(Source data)
--------------------------------
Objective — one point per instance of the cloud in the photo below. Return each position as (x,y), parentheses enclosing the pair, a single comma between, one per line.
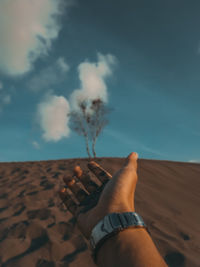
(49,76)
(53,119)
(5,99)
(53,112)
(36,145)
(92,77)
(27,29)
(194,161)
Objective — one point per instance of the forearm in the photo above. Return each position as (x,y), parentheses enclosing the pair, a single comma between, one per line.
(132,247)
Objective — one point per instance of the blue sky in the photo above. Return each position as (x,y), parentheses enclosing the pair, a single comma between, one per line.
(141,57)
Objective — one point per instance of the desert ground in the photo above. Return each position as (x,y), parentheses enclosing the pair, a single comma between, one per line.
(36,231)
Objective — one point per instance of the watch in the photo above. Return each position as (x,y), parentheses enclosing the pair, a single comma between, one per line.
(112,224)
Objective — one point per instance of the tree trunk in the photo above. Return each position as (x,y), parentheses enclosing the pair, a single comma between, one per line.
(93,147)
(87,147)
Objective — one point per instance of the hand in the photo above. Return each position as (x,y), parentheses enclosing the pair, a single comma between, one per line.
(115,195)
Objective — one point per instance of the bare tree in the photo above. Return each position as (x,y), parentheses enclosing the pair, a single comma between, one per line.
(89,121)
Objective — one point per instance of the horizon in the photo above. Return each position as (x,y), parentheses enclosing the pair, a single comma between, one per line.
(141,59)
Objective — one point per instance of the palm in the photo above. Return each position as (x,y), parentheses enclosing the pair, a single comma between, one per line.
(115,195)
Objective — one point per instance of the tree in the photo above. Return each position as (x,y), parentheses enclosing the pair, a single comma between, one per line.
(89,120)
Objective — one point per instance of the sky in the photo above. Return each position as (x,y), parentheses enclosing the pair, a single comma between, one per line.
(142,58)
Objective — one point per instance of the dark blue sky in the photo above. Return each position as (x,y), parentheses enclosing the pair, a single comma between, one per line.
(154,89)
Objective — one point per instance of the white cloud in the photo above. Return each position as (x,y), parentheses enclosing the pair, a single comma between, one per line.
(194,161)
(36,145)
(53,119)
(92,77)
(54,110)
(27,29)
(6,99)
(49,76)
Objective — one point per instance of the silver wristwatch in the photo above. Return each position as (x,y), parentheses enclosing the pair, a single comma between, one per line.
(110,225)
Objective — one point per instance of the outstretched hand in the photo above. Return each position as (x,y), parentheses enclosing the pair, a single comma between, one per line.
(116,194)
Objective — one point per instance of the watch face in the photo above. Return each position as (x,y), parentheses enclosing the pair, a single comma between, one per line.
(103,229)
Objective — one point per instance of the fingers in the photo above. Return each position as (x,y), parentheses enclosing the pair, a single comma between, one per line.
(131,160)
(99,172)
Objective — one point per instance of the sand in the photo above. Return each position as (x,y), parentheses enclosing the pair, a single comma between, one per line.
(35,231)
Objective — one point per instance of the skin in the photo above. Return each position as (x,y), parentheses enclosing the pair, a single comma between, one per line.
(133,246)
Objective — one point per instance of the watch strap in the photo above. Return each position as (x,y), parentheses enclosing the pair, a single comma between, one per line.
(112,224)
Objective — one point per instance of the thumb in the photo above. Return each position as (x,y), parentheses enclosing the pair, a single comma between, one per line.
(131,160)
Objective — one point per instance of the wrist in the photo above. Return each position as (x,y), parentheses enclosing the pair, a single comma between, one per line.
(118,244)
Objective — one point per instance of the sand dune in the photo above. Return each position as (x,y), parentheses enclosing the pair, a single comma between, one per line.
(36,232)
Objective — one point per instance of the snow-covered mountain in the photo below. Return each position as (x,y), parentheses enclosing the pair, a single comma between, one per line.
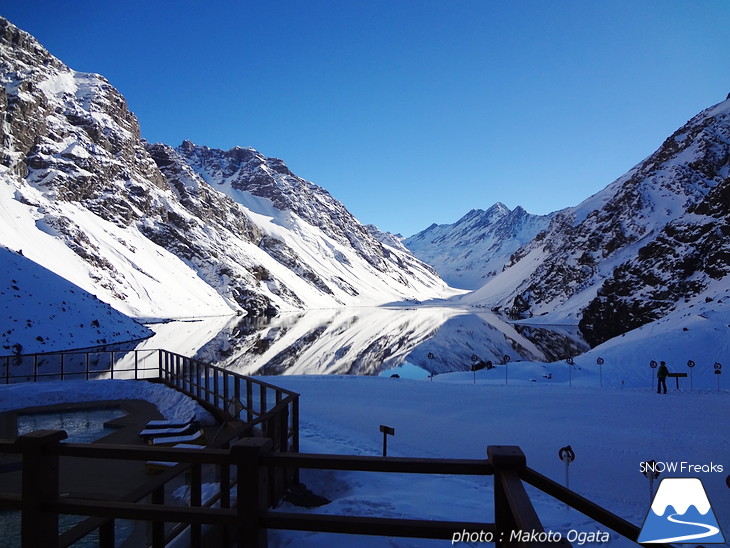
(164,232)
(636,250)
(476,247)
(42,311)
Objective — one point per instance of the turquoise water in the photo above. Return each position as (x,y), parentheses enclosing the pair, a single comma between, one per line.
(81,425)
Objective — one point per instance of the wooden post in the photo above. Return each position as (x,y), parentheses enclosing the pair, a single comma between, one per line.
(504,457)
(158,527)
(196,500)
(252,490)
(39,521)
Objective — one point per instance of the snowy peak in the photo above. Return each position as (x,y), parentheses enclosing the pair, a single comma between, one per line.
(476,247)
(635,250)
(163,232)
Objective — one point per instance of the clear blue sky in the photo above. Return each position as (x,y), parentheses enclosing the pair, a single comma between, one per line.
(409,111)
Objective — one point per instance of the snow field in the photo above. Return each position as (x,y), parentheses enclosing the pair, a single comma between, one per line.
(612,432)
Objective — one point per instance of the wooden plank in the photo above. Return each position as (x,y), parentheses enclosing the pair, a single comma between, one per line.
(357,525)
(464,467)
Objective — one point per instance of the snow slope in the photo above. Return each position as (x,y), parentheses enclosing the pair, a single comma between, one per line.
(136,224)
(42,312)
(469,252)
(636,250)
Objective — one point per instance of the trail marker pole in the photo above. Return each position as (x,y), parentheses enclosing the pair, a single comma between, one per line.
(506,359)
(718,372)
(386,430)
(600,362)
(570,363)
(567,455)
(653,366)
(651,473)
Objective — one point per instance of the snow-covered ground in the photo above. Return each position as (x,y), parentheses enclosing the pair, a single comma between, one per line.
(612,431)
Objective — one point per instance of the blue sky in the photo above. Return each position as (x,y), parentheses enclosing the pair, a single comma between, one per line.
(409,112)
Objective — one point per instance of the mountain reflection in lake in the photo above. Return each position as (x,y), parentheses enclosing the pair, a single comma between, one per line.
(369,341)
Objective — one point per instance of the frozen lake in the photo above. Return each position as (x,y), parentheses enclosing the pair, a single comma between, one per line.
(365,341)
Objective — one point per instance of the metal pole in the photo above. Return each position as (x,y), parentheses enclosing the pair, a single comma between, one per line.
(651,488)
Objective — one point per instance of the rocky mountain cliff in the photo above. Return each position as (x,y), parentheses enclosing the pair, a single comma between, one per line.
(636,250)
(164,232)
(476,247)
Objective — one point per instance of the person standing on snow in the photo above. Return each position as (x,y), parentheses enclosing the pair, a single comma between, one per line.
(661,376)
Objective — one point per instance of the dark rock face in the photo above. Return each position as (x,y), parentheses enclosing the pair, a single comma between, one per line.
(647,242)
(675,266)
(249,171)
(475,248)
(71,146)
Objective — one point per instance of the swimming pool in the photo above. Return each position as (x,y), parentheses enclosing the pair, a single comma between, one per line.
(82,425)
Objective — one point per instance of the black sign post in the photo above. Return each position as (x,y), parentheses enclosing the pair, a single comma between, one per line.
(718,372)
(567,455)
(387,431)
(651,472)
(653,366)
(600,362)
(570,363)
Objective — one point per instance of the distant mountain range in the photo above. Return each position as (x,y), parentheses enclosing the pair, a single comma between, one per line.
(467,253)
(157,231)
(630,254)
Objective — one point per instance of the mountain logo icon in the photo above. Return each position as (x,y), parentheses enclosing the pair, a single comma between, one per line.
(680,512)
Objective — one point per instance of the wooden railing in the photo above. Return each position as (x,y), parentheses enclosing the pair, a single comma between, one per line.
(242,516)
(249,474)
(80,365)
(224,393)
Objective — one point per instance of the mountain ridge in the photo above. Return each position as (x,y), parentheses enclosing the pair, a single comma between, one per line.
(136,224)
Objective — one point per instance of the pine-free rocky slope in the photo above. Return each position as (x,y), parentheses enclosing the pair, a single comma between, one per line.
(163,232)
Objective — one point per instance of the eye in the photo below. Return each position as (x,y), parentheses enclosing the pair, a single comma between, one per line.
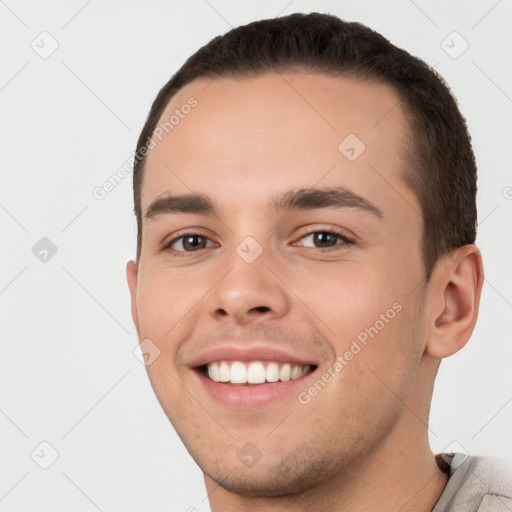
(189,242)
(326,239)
--------------------------------
WHAT IS EXPECTED
Copy the records verbatim in the stretch from the line that contains "Objective — one point per instance of the swimming" through the end of the records, both ends included. Leave the pictures out.

RESULT OF THIS EXERCISE
Objective — one point per instance of the swimming pool in the photo above. Return each position as (x,y), parentheses enclosing the pair, a single comma between, one per line.
(82,425)
Objective — one point per instance of the black sign post in the photo above. Return each position as (x,y), parentheses enclosing the pair, a single comma between, one per line.
(718,372)
(567,455)
(387,431)
(651,472)
(653,366)
(600,362)
(570,363)
Objective — one point per instance of the distant mountain range in the photo above. Return each position as (x,y), parentheses enclosing the pair, a single comma between, one per line.
(467,253)
(157,231)
(630,254)
Objective — one point per instance of the mountain logo icon in the photo above. Return each position as (x,y), parentheses enclosing the pair, a single comma between, one per line.
(680,512)
Objective — one point per instance of the wooden railing in the photo above. Return each position as (x,y), parentheses enclosing the pair, a single comma between, one per line.
(242,516)
(249,474)
(80,365)
(224,393)
Objective — one point per instance of the mountain ridge in the photo above. Return each position as (x,y), parentheses enclosing the pair, a single comma between, one per line.
(136,224)
Objective — one point per instance of the pine-free rocky slope in the photo above. Return each position as (x,y), parentheses enclosing the pair, a single comma between, one per line.
(163,232)
Objective — one point per instance of the eye in the photo below. Return each position as (x,y), parentheses enclosing the pair, a single comma between, one per line.
(189,242)
(326,239)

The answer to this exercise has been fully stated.